THE INPUT below:
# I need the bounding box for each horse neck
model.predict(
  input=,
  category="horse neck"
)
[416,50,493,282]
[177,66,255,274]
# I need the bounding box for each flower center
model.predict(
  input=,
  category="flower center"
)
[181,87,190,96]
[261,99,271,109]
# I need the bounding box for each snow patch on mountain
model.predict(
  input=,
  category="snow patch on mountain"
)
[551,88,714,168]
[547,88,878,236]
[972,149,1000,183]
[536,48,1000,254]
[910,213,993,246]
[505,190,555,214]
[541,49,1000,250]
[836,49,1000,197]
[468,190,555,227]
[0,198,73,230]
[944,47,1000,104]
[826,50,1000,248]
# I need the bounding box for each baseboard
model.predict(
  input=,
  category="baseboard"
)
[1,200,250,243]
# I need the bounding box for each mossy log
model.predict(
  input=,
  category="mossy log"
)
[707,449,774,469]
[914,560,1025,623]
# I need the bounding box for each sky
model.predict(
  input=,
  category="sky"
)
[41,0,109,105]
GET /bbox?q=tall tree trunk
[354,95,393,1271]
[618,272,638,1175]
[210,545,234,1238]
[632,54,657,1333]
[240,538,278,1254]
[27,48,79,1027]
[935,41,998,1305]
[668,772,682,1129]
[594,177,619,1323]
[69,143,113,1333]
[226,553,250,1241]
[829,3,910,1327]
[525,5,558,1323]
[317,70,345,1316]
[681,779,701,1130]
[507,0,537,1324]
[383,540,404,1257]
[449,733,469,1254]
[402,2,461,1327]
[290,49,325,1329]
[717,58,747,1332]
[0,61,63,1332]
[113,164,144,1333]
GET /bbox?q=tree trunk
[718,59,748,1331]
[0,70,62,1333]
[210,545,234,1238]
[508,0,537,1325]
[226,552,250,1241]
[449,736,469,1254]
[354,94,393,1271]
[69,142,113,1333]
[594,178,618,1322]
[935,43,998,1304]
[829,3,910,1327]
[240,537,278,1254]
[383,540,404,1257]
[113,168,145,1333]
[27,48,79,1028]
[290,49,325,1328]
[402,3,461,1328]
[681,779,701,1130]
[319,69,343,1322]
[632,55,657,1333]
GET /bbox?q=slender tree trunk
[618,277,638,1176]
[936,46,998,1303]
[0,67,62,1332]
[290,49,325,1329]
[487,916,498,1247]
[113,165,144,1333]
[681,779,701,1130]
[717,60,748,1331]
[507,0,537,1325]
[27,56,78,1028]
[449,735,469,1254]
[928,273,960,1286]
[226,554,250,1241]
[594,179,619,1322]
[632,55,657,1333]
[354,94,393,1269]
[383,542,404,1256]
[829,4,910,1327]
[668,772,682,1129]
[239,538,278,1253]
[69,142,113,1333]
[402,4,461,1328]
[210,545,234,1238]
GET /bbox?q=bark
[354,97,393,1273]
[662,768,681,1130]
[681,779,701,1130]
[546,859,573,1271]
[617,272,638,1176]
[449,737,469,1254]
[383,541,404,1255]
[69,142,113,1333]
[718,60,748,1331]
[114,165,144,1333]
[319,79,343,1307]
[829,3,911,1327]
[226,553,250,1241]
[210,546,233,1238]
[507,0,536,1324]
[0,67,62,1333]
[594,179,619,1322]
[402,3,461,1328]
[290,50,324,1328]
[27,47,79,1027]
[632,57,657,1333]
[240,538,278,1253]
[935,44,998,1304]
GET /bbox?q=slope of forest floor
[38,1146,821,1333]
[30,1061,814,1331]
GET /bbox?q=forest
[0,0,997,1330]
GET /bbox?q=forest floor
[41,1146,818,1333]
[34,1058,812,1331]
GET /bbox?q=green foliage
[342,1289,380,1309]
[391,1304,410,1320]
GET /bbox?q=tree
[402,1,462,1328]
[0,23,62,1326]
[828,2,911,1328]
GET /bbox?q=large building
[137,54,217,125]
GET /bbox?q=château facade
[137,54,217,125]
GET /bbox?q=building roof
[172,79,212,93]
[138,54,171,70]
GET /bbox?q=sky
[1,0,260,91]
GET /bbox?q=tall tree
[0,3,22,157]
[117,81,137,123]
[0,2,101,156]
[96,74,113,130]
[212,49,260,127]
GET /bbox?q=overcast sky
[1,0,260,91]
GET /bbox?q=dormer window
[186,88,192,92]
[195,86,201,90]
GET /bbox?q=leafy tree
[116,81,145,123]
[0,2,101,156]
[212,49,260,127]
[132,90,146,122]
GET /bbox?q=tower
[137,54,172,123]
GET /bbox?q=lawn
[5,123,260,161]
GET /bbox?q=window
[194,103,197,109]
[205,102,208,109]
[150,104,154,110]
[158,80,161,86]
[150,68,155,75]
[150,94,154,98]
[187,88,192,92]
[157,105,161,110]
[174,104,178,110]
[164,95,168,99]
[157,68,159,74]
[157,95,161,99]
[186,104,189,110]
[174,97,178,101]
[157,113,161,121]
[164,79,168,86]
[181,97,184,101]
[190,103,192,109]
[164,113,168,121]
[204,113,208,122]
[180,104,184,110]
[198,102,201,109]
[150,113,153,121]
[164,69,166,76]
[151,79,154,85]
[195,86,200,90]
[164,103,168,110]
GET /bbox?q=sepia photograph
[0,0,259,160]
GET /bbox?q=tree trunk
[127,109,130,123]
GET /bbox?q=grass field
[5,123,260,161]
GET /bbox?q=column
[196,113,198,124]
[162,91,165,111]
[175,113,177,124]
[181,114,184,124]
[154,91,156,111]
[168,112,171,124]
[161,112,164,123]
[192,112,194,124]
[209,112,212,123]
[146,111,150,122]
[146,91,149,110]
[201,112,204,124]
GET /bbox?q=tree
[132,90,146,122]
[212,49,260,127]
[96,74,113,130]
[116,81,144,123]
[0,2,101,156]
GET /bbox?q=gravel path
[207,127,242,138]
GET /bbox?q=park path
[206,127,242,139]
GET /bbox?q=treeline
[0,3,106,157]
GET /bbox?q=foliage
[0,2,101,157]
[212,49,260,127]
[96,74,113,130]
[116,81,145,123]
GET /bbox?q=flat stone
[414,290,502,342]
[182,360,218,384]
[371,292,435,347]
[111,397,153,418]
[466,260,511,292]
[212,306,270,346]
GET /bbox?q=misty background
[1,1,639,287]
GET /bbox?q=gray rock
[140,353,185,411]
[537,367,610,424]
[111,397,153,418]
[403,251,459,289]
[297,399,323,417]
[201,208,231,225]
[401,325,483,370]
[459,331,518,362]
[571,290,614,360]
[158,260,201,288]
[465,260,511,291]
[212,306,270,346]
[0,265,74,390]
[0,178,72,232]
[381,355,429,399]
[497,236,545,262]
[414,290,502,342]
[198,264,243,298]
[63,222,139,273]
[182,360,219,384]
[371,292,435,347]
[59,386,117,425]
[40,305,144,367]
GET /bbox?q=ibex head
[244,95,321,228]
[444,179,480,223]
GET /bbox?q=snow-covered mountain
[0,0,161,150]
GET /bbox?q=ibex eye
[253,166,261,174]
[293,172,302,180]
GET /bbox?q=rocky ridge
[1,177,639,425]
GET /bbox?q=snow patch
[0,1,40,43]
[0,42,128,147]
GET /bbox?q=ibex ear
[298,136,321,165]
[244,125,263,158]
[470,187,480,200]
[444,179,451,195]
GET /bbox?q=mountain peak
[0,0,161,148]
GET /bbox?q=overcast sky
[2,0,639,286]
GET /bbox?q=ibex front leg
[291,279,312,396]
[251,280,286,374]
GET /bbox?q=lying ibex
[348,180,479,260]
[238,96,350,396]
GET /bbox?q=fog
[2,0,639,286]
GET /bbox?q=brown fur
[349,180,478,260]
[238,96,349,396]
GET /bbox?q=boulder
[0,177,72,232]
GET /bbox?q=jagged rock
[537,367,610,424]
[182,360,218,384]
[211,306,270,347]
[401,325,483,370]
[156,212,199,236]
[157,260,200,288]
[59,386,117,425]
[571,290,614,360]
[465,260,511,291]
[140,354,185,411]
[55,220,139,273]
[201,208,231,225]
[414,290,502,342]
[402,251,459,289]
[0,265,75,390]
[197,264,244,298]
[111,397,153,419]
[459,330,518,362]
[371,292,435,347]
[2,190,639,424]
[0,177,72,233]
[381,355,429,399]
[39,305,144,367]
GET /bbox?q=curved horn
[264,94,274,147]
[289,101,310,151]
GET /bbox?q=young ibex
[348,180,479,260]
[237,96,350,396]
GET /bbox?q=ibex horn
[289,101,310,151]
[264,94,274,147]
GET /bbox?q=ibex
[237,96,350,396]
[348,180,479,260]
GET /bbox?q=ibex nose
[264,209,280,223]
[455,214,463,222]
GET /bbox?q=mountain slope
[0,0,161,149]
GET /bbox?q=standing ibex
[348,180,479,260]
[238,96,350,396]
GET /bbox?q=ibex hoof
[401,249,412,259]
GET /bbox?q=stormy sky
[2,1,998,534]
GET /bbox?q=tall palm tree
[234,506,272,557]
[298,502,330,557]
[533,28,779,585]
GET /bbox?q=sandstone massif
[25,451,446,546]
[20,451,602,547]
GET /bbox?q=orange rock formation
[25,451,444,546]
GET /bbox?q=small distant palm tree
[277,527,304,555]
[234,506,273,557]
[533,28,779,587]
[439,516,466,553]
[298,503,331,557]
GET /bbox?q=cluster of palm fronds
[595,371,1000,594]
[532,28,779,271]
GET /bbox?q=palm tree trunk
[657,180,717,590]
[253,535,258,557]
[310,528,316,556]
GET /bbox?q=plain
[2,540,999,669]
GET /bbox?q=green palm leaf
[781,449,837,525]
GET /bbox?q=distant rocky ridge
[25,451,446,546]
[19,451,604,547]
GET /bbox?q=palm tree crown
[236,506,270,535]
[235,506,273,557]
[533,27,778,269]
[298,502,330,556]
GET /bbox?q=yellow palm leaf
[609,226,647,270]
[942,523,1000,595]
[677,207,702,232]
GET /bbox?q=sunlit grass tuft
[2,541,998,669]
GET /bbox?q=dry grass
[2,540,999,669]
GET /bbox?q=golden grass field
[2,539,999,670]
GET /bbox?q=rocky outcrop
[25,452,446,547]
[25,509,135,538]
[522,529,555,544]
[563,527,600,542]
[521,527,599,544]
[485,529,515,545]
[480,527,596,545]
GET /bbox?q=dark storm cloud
End of THE INPUT.
Identify the lines above with the word "category". Copy them.

  category="horse neck"
  category="flower center"
  category="snow patch on mountain"
  category="baseboard"
  category="mossy log"
  category="sky"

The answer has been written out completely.